TASK PROMPT ::
Please show each line of the listing below that contains the word "tire", copying every such line in full.

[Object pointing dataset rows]
========================================

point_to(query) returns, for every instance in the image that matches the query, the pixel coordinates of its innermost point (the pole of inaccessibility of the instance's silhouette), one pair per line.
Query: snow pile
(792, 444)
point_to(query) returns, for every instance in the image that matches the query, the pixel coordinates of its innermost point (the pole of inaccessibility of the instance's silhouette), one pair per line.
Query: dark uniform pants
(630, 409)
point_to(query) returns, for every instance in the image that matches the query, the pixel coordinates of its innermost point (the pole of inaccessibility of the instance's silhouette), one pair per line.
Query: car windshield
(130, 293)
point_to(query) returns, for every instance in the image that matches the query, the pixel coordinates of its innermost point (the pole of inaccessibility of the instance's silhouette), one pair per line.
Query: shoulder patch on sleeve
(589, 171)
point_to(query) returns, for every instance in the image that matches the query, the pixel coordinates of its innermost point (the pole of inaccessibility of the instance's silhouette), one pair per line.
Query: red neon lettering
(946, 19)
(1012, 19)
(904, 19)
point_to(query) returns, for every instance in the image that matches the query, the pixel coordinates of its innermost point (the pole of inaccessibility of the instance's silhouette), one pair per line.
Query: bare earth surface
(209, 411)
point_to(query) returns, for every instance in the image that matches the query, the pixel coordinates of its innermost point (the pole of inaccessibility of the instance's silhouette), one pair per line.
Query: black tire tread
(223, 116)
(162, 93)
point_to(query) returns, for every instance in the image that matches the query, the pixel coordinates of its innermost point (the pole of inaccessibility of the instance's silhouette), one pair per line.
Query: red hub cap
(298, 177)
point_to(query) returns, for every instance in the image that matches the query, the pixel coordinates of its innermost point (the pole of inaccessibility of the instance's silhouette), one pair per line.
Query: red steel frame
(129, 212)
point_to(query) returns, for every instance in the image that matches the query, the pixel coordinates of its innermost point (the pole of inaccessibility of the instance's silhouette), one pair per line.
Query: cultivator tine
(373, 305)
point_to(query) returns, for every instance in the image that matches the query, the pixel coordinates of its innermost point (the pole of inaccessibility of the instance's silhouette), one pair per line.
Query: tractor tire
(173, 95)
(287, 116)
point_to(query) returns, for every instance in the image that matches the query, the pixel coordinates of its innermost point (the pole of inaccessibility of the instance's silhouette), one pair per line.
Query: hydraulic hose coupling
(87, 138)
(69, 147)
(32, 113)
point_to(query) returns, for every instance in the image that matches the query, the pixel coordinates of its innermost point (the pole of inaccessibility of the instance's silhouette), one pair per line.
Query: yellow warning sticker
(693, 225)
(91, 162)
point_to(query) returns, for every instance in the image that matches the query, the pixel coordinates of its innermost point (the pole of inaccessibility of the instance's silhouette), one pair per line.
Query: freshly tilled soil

========================================

EXERCISE SOLUTION ::
Query: black tire tread
Query: tractor tire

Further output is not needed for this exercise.